▸ DATA TO USE:

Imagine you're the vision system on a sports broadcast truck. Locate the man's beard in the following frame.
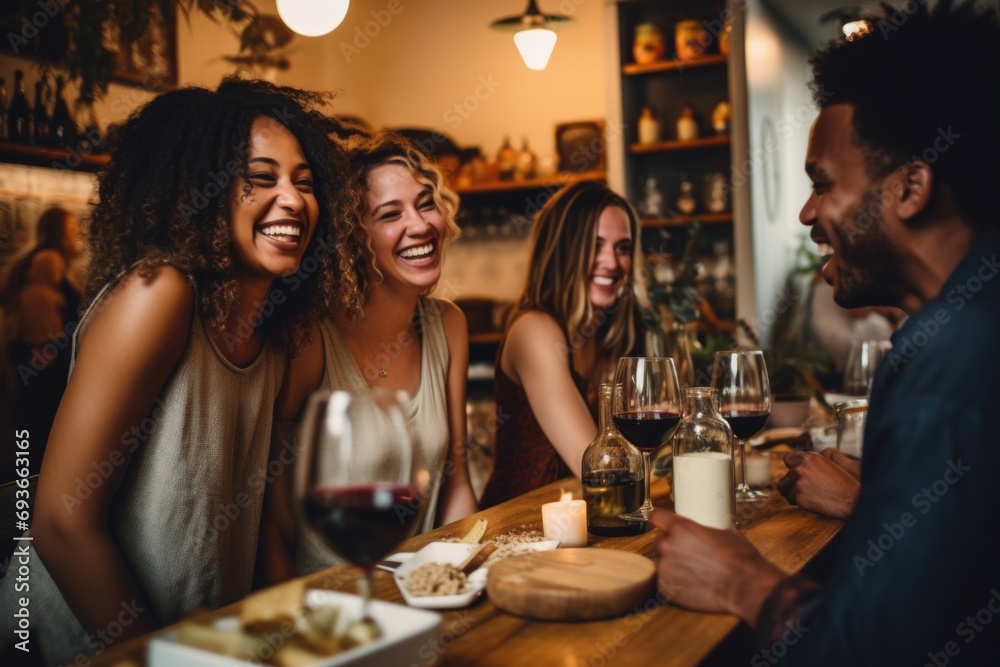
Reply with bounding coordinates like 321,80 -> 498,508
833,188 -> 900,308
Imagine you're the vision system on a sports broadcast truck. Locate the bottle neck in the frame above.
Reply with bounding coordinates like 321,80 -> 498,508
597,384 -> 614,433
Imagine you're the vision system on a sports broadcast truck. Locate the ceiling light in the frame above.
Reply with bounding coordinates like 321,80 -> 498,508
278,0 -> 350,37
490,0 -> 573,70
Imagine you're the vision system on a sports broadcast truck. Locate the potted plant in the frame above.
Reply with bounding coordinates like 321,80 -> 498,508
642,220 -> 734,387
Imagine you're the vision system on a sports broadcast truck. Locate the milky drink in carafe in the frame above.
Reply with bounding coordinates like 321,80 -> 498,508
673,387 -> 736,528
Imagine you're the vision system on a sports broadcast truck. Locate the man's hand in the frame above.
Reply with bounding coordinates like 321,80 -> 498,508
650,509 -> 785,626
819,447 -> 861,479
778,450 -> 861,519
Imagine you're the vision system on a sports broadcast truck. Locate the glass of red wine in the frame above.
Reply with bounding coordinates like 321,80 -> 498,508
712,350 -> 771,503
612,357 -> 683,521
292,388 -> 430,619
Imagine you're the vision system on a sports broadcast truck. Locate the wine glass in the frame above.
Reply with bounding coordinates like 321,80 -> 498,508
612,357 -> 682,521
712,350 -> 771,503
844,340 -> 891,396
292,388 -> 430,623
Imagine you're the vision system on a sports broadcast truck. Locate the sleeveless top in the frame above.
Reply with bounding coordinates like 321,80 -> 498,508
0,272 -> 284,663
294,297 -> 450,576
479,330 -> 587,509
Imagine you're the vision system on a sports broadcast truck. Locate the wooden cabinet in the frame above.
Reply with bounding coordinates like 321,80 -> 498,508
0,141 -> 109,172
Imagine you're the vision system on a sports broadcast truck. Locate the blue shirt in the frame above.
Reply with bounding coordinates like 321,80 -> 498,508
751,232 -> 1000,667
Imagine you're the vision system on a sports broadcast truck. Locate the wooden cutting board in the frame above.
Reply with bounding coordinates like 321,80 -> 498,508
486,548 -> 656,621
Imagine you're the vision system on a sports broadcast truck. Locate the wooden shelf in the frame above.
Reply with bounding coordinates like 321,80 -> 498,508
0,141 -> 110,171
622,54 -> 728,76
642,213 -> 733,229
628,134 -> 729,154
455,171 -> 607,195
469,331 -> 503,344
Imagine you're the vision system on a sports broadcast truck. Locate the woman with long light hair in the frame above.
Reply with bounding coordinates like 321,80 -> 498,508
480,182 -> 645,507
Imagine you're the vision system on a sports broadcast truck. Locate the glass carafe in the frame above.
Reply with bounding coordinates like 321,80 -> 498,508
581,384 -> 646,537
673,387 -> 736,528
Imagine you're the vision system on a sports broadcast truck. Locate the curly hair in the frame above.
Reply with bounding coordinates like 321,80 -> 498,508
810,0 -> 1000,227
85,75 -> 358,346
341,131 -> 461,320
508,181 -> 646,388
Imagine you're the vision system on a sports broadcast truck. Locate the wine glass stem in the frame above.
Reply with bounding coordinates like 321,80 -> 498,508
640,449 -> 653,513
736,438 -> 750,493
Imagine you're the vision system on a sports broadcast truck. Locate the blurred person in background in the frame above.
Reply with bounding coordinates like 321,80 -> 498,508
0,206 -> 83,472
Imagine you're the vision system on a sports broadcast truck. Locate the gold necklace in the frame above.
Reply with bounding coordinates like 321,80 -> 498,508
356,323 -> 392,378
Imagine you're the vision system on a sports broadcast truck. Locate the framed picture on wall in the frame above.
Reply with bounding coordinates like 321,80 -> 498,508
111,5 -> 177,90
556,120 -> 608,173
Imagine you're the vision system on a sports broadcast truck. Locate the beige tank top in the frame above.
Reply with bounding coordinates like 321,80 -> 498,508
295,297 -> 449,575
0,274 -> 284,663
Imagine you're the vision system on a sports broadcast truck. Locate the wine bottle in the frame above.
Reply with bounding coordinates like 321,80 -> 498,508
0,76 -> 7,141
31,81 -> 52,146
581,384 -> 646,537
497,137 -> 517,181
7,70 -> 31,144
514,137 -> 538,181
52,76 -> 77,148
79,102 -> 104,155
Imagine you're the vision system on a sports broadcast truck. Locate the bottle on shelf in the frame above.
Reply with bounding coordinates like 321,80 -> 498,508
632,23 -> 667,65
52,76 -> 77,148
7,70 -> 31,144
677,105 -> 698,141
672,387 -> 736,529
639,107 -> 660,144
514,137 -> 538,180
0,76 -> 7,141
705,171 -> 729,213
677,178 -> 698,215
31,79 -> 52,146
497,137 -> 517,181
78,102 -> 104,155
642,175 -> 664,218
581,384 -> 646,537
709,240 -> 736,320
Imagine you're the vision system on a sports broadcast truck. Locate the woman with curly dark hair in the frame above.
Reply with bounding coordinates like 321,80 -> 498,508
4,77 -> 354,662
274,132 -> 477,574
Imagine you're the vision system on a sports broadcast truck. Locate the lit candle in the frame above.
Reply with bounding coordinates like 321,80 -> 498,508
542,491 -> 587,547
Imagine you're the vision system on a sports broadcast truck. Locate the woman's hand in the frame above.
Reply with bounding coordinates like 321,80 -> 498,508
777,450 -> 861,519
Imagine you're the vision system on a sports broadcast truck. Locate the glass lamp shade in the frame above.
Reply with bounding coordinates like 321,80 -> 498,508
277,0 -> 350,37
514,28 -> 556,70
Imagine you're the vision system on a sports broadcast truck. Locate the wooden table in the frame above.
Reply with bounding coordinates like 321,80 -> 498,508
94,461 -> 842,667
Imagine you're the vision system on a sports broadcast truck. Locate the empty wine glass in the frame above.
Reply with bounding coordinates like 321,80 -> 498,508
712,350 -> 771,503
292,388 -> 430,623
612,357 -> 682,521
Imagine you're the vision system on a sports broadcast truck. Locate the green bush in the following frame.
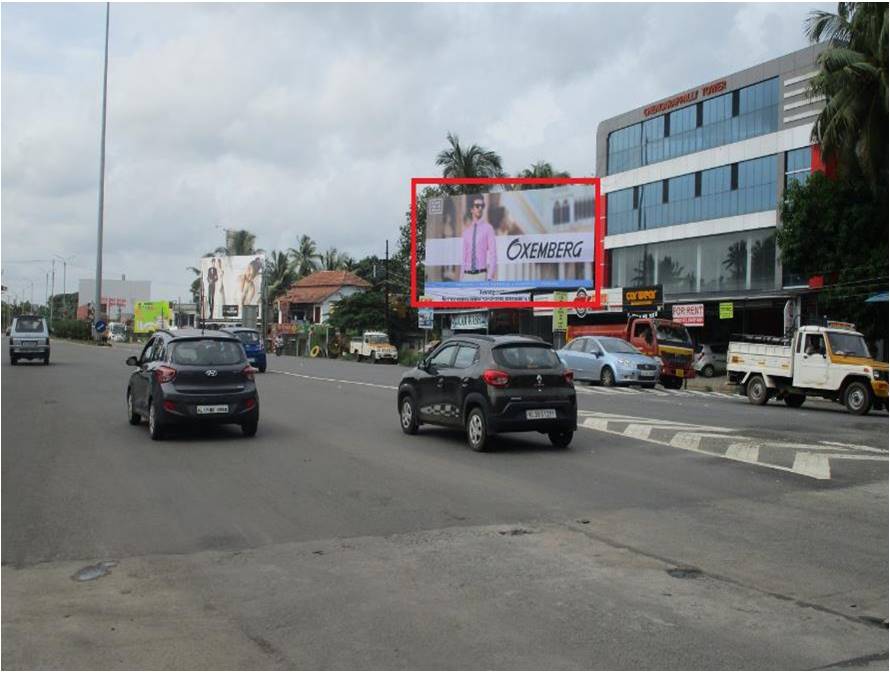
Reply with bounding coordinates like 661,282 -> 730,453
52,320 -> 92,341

▸ AIM OF THE EXERCISE: Rewrite the lines from the one containing "background in the frame above." through the one containing "0,274 -> 284,663", both included, as a numbered list with blank lines omitted.

▸ SOLUTION BELOW:
1. Imagine you're the vision system on a sports broadcast truck. Locate the blurred person in background in the frame above.
2. Reply with bounding coordinates like 321,80 -> 498,508
3. 0,206 -> 83,472
4. Imagine you're the vision system on a sports broadcast truck. Locate the gold necklace in the frame above.
5. Reply with bounding coordinates like 321,80 -> 498,508
6. 356,323 -> 392,378
7. Imagine you're the vision system on a sports broadcast truck. Locate the framed picture on wall in the frame above.
8. Reply with bounding coordinates like 321,80 -> 498,508
9. 111,5 -> 177,90
10. 556,120 -> 608,173
11. Imagine you're the vision system on a sports broadcast truck. Locate the beige tank top in the frame above.
12. Reply with bounding coordinates like 321,80 -> 498,508
13. 295,297 -> 449,575
14. 0,274 -> 284,663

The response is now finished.